> **Text to read**
What if we set nr_items = 1?  From the code review, this can let us
stop and return immediately.

Thanks,

-liubo
> +	ret = ioctl(fd, BTRFS_IOC_TREE_SEARCH, &args);
> +	if (ret < 0) {
> +		error("cannot perform the search: %s", strerror(errno));
> +		return 1;
> +	}
> +	if (sk->nr_items == 0) {
> +		warning("blockgroup %llu not found",
> +				(unsigned long long)lstart);
> +		return 0;
> +	}
> +	if (sk->nr_items > 1) {
> +		warning("found more than one blockgroup %llu",
> +				(unsigned long long)lstart);
> +	}
> +
> +	memcpy(&sh, args.buf, sizeof(sh));
> +	item = (struct btrfs_block_group_item*)(args.buf + sizeof(sh));
> +
> +	return item->used;
> +}
> +
> +static int cmd_dump_chunks(int argc, char **argv)

> **Task brief**
Continue the btrfs patch review from its last line. The data is not needed for this.

> **Dataset excerpt**
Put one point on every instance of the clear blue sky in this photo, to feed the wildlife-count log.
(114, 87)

> **Final result**
> +{
> +	struct btrfs_ioctl_search_args args;
> +	struct btrfs_ioctl_search_key *sk = &args.key;
> +	struct btrfs_ioctl_search_header sh;
> +	unsigned long off = 0;
> +	u64 *age = 0;
> +	unsigned age_size = 128;
> +	int ret;
> +	int fd;
> +	int i;
> +	int e;
> +	DIR *dirstream = NULL;
> +	unsigned unit_mode;
> +	unsigned sort_mode = 0;
> +	int with_usage = 0;
> +	const char *path;
> +	struct dump_chunks_ctx ctx = {
> +		.length = 0,
> +		.size = 1024,
> +		.stats = NULL
> +	};
> +
> +	unit_mode = get_unit_mode_from_arg(&argc, argv, 0);
> +
> +	while (1) {
> +		int c;
> +		enum { GETOPT_VAL_SORT = 256, GETOPT_VAL_USAGE };
> +		static const struct option long_options[] = {
> +			{"sort", required_argument, NULL, GETOPT_VAL_SORT },
> +			{"usage", no_argument, NULL, GETOPT_VAL_USAGE },
> +			{NULL, 0, NULL, 0}
> +		};
> +
> +		c = getopt_long(argc, argv, "", long_options, NULL);
> +		if (c < 0)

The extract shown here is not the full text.